# What to do:
Repeat the data that follows, word for word, without the images.

# Extracted information:
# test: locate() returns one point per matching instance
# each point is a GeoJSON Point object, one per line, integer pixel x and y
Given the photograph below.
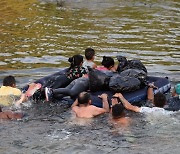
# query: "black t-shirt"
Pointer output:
{"type": "Point", "coordinates": [173, 104]}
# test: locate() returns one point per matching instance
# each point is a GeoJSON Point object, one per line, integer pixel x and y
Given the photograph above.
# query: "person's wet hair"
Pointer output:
{"type": "Point", "coordinates": [89, 53]}
{"type": "Point", "coordinates": [9, 81]}
{"type": "Point", "coordinates": [84, 98]}
{"type": "Point", "coordinates": [76, 60]}
{"type": "Point", "coordinates": [117, 110]}
{"type": "Point", "coordinates": [107, 62]}
{"type": "Point", "coordinates": [159, 100]}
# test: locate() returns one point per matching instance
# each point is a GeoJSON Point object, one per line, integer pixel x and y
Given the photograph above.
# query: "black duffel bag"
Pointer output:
{"type": "Point", "coordinates": [120, 83]}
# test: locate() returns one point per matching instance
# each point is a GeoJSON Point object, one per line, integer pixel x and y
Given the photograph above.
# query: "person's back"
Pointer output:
{"type": "Point", "coordinates": [89, 62]}
{"type": "Point", "coordinates": [83, 108]}
{"type": "Point", "coordinates": [108, 64]}
{"type": "Point", "coordinates": [174, 101]}
{"type": "Point", "coordinates": [9, 87]}
{"type": "Point", "coordinates": [8, 92]}
{"type": "Point", "coordinates": [76, 70]}
{"type": "Point", "coordinates": [89, 111]}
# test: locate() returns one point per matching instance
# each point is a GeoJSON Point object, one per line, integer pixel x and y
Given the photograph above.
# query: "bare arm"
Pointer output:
{"type": "Point", "coordinates": [105, 102]}
{"type": "Point", "coordinates": [94, 66]}
{"type": "Point", "coordinates": [75, 103]}
{"type": "Point", "coordinates": [126, 104]}
{"type": "Point", "coordinates": [13, 115]}
{"type": "Point", "coordinates": [150, 93]}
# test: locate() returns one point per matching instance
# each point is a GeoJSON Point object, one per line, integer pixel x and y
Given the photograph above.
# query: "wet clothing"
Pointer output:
{"type": "Point", "coordinates": [7, 90]}
{"type": "Point", "coordinates": [102, 68]}
{"type": "Point", "coordinates": [151, 110]}
{"type": "Point", "coordinates": [88, 63]}
{"type": "Point", "coordinates": [76, 72]}
{"type": "Point", "coordinates": [73, 89]}
{"type": "Point", "coordinates": [173, 104]}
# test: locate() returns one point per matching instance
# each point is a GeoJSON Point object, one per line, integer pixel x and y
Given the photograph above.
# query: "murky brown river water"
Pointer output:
{"type": "Point", "coordinates": [36, 39]}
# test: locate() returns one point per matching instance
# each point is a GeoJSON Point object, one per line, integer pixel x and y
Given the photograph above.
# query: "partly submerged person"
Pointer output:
{"type": "Point", "coordinates": [108, 64]}
{"type": "Point", "coordinates": [83, 108]}
{"type": "Point", "coordinates": [174, 101]}
{"type": "Point", "coordinates": [80, 83]}
{"type": "Point", "coordinates": [9, 115]}
{"type": "Point", "coordinates": [59, 79]}
{"type": "Point", "coordinates": [89, 61]}
{"type": "Point", "coordinates": [159, 101]}
{"type": "Point", "coordinates": [9, 90]}
{"type": "Point", "coordinates": [77, 86]}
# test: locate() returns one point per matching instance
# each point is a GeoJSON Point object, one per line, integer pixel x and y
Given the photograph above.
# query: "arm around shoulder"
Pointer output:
{"type": "Point", "coordinates": [126, 104]}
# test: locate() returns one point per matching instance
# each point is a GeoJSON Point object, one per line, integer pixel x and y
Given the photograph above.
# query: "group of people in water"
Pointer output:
{"type": "Point", "coordinates": [75, 83]}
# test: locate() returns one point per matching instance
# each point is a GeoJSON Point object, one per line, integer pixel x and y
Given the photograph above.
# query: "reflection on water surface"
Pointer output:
{"type": "Point", "coordinates": [37, 38]}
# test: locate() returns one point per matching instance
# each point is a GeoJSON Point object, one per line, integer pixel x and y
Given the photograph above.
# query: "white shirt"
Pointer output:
{"type": "Point", "coordinates": [154, 110]}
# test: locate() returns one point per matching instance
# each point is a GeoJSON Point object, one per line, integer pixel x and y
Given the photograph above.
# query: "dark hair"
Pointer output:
{"type": "Point", "coordinates": [76, 60]}
{"type": "Point", "coordinates": [107, 62]}
{"type": "Point", "coordinates": [9, 81]}
{"type": "Point", "coordinates": [84, 98]}
{"type": "Point", "coordinates": [89, 53]}
{"type": "Point", "coordinates": [117, 110]}
{"type": "Point", "coordinates": [159, 100]}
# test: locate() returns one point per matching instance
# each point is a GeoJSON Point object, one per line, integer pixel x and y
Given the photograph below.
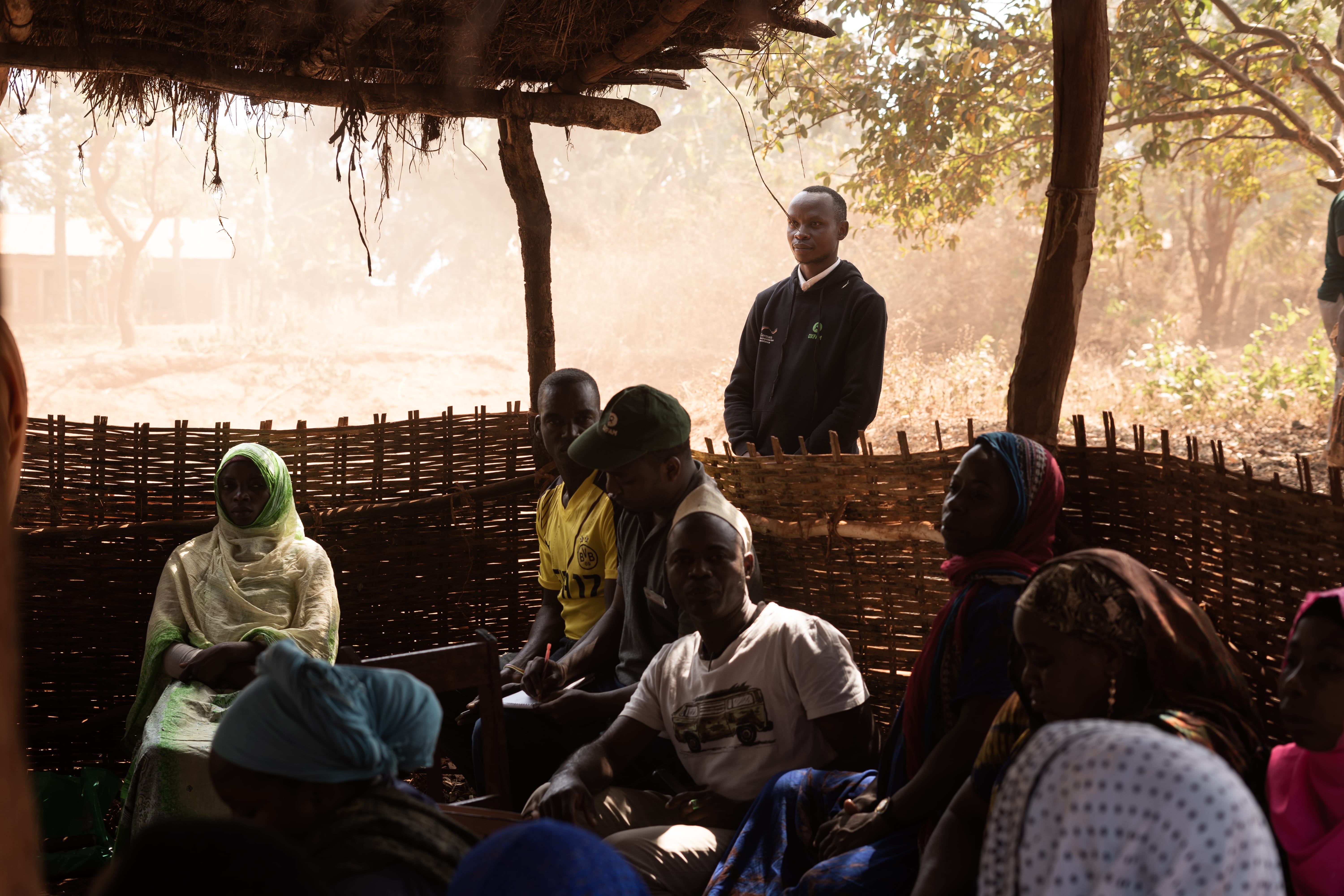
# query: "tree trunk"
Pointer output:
{"type": "Point", "coordinates": [1050, 326]}
{"type": "Point", "coordinates": [534, 230]}
{"type": "Point", "coordinates": [126, 291]}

# Finished task:
# test: locate() returns one point per matching instance
# each point is a GeoJSON Point object, one per line, integer pixel x and y
Given the photograph below.
# query: "black t-shirt"
Pointer output:
{"type": "Point", "coordinates": [173, 104]}
# test: locate() returns one point per matching instance
# each point is a GeoJSON Point object, one per line, integer pixel x and y
Given the photograph above.
# query: "person's wet hair"
Pointer output:
{"type": "Point", "coordinates": [89, 53]}
{"type": "Point", "coordinates": [9, 81]}
{"type": "Point", "coordinates": [84, 98]}
{"type": "Point", "coordinates": [76, 60]}
{"type": "Point", "coordinates": [117, 110]}
{"type": "Point", "coordinates": [107, 62]}
{"type": "Point", "coordinates": [159, 100]}
# test: locate() returns one point per matching instance
# each point is a GeoJSON Point object, one per line, integer pixel x and y
Given the photograph above.
# query: "black duffel bag"
Pointer output:
{"type": "Point", "coordinates": [120, 83]}
# test: locate() returns one point per matching instance
# each point is a GeoJSON Point object, one per line, integer pixel x and y
Given the photograph above.
# query: "person's back"
Pointer output:
{"type": "Point", "coordinates": [89, 62]}
{"type": "Point", "coordinates": [83, 108]}
{"type": "Point", "coordinates": [108, 64]}
{"type": "Point", "coordinates": [174, 101]}
{"type": "Point", "coordinates": [9, 87]}
{"type": "Point", "coordinates": [8, 92]}
{"type": "Point", "coordinates": [76, 70]}
{"type": "Point", "coordinates": [89, 111]}
# test: locate() returns one point per matching instance
# each point is a GeoJSON Point object, one per line, integer pixel x and y
Given the photograph above.
# query: "bare arm"
Pointer output:
{"type": "Point", "coordinates": [105, 102]}
{"type": "Point", "coordinates": [94, 66]}
{"type": "Point", "coordinates": [75, 103]}
{"type": "Point", "coordinates": [126, 104]}
{"type": "Point", "coordinates": [13, 115]}
{"type": "Point", "coordinates": [150, 93]}
# test: locate() returns one point per matching instance
# each point is a GeoJSON Point object, one per line, integer pixel x and y
Given the photograph above.
# query: "wet clothing"
Pointer output:
{"type": "Point", "coordinates": [7, 90]}
{"type": "Point", "coordinates": [102, 68]}
{"type": "Point", "coordinates": [151, 110]}
{"type": "Point", "coordinates": [88, 63]}
{"type": "Point", "coordinates": [76, 72]}
{"type": "Point", "coordinates": [73, 89]}
{"type": "Point", "coordinates": [173, 104]}
# test: locate() returns one point per matching instance
# each point is a GeoJSON Point object, one per line, integer pixel x and y
Given the photograph above.
# query: "murky brown river water"
Pointer output:
{"type": "Point", "coordinates": [36, 39]}
# test: locate() returns one point per matching instance
# each point is a GeoJSON Point object, one per line, integer pixel x and y
Given the photograph above.
# query: "partly submerged person"
Pointer output:
{"type": "Point", "coordinates": [108, 64]}
{"type": "Point", "coordinates": [83, 108]}
{"type": "Point", "coordinates": [174, 101]}
{"type": "Point", "coordinates": [80, 83]}
{"type": "Point", "coordinates": [9, 115]}
{"type": "Point", "coordinates": [59, 79]}
{"type": "Point", "coordinates": [89, 61]}
{"type": "Point", "coordinates": [159, 101]}
{"type": "Point", "coordinates": [9, 90]}
{"type": "Point", "coordinates": [77, 86]}
# test: locate() returns one point per matching instance
# each point is a GeoJSON Point object, one per line, integer pixel x and y
Given the photograph above.
# query: "arm around shoulder"
Pointer output:
{"type": "Point", "coordinates": [126, 104]}
# test: locate() returns one point per matching instance
# each point is a GeoJSON Point object, one per line, integer pixel x and y
Given the photograph above.
# query: "group of people in water"
Pointer output:
{"type": "Point", "coordinates": [75, 83]}
# test: locate() returns one point per matching instance
# each point is a GeoJSON Point object, one per line, integer pixel x and y
Given the photograph above.
# query: "reflection on water surface"
Pointer output:
{"type": "Point", "coordinates": [37, 38]}
# test: locate() returns one point per matching instance
# each point is a GeoJSON Point object, one per line, integer pixel x and y
Given the photograph above.
# query: "white shirt"
Pointer output:
{"type": "Point", "coordinates": [154, 110]}
# test: locate() returns one point per matching instance
# each point is a GeoJSON Point object, one per line, integer pixel x and y
Given the photograph above.
# query: "dark hair"
Pointer output:
{"type": "Point", "coordinates": [76, 60]}
{"type": "Point", "coordinates": [107, 62]}
{"type": "Point", "coordinates": [9, 81]}
{"type": "Point", "coordinates": [84, 98]}
{"type": "Point", "coordinates": [89, 53]}
{"type": "Point", "coordinates": [117, 110]}
{"type": "Point", "coordinates": [159, 100]}
# test: locate() returns one point per matching instance
# each point is a GeoJSON Point object, one per line, integer pixel x and y
Given the photograph below.
# query: "tree trunk"
Pointer output:
{"type": "Point", "coordinates": [1050, 326]}
{"type": "Point", "coordinates": [534, 230]}
{"type": "Point", "coordinates": [126, 291]}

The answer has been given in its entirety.